> TEXT SECTION

# what you tell me about my hawthorne?



## bikerboi90 (Apr 19, 2009)

just got this off ebay so I have something to work on in my free time. im going to go pick it up friday, while I wait for friday to come around, can anybody give me some info on it?


----------



## redline1968 (Apr 20, 2009)

saw it on ebay. good price for it.  the chain ring is  the only question that does not look right. you can get the parts but the tank is for a large size frame. are the rims wood lined? if not, they are not original. other than that, it looks like a 20s hawthorne to me.


----------



## bikerboi90 (Apr 20, 2009)

*havent gotten it yet*

i have only seen what you have seen so far, im going to go pick it up on friday ill put up more pics then. what chainring would come on it?  would it have had a tank and fenders? and i was kinda figuring it was 20s


----------



## bikerboi90 (Apr 20, 2009)

*oh yeah*

should the original wheels be 28" glue-ons?


----------



## olschbp (Apr 21, 2009)

saw it on eBAy also, ok deal for price, it is probly late 20's early 30's, wheels should be wood, the sprocket could be correct, depending on year, wish you fun with it what ever you do with it


----------



## redline1968 (Apr 21, 2009)

Point labeling dataset excerpts
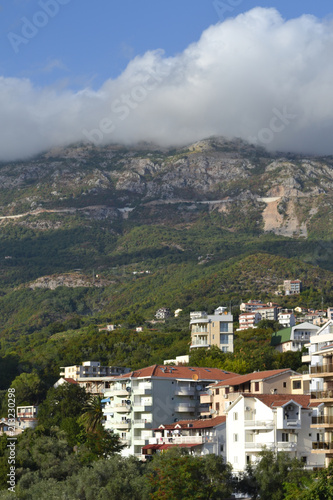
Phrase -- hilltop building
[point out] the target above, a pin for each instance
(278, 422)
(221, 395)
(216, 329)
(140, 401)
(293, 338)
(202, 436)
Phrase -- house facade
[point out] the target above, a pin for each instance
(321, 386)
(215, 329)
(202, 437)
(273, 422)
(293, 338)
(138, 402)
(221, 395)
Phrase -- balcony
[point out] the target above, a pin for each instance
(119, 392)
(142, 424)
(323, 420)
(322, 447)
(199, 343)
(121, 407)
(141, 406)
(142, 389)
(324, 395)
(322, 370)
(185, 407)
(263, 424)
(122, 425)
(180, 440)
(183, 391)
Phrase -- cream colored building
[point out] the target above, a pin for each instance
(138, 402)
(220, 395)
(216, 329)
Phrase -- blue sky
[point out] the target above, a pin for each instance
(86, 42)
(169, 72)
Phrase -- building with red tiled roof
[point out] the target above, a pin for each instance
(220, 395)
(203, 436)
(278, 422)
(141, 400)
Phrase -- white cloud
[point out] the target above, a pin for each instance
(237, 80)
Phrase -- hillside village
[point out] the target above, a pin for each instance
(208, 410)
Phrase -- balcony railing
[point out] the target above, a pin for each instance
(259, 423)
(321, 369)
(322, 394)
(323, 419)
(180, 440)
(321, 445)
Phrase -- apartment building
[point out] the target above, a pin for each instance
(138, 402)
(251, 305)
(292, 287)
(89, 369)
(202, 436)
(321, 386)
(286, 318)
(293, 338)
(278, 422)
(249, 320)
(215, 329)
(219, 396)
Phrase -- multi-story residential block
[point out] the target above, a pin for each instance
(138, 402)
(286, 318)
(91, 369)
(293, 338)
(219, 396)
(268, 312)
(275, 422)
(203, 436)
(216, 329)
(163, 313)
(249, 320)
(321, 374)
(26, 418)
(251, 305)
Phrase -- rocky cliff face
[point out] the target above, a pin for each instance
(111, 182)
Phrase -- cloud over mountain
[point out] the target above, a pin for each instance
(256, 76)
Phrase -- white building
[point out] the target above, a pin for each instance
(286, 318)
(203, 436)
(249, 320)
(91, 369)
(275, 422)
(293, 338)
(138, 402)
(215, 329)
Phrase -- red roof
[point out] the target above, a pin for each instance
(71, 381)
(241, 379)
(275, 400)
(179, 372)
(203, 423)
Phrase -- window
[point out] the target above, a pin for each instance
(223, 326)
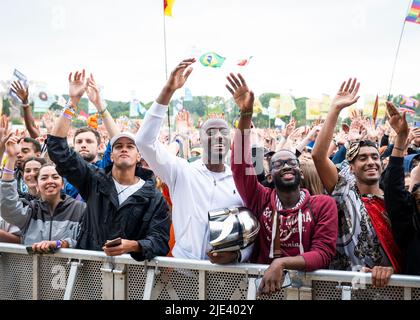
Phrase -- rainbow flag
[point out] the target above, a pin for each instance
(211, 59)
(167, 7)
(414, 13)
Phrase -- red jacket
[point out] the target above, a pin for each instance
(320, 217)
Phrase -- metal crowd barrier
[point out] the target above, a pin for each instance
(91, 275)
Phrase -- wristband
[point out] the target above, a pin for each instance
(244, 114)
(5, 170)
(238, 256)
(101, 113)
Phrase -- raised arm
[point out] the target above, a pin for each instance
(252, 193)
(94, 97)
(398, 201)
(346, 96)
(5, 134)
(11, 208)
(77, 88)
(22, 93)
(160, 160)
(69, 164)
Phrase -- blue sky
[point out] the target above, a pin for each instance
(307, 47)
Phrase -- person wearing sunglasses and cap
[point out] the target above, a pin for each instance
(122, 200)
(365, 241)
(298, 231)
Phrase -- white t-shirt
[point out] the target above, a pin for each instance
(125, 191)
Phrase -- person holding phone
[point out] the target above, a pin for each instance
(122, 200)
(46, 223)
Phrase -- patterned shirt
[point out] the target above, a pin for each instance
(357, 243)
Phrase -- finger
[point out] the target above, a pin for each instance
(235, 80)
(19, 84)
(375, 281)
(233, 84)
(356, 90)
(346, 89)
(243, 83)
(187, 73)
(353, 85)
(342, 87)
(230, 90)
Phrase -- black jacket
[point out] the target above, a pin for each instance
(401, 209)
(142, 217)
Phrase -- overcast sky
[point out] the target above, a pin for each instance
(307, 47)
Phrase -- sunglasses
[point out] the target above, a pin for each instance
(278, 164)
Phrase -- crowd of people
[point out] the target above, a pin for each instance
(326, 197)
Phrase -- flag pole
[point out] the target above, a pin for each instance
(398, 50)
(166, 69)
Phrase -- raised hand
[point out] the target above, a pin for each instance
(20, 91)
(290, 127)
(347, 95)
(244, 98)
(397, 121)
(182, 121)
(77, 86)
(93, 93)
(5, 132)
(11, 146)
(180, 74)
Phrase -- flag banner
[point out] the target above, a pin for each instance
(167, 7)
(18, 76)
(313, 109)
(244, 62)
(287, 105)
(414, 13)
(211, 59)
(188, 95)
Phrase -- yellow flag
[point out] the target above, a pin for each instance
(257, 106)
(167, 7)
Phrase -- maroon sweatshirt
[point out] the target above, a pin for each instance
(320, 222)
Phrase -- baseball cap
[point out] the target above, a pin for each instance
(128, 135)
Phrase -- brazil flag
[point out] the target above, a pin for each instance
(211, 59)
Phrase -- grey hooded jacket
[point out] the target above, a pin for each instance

> WRITTEN TASKS
[1] Using the Hawthorne bicycle thread, decide whether each statement agrees with it. Answer yes or no for each, and quote the words that decide it.
(a) redline1968 says the tank belongs on a large size frame.
(b) olschbp dates the bike to the 1910s.
(c) bikerboi90 already had the bike in hand when he asked which chainring would come on it.
[2] Write the next part of the Hawthorne bicycle thread, starting from its last line.

> OUTPUTS FOR THE TASKS
[1]
(a) Yes: "the tank is for a large size frame"
(b) No: "it is probly late 20's early 30's"
(c) No: "havent gotten it yet"

[2]
glue ons yes, but they can be wood or woodlined ore metal depending on the options. as far as a date could be teens also.

mark


----------



## bikerboi90 (Apr 21, 2009)

thanks for all the info guys, i plan to make it a rider, so new paint and stuff


----------



## balloontirecruiser (Apr 22, 2009)

bikerboi90 said:


> thanks for all the info guys, i plan to make it a rider, so new paint and stuff




That would be good, bu sometimes rust looks really nice on a bike, and this one seems to look consistently aged... Have you thought of getting whatever tires/wheels/drivetrain parts necessary and leaving the finish be?


----------



## bikerboi90 (Apr 22, 2009)

*im still thinking*

im not sure what i want to do so far cause i havent gotten it yet, but i know im going to try to get the proper singletube wheels for it and fenders. i might leave it as it is cause i lile a bike to look its age


----------



## Adamtinkerer (Apr 23, 2009)

Hawthorne offered 28" tired 'motobikes' thru 1933. All 34's had balloon tires.  The chainring is correct, it's a Snyder piece, also seen on Rollfasts thru the late 30's. Nice find!


----------



## bikerboi90 (Apr 23, 2009)

*so your saying...*

it is mostly correct? do you know what year it is?


----------



## bikerboi90 (Apr 25, 2009)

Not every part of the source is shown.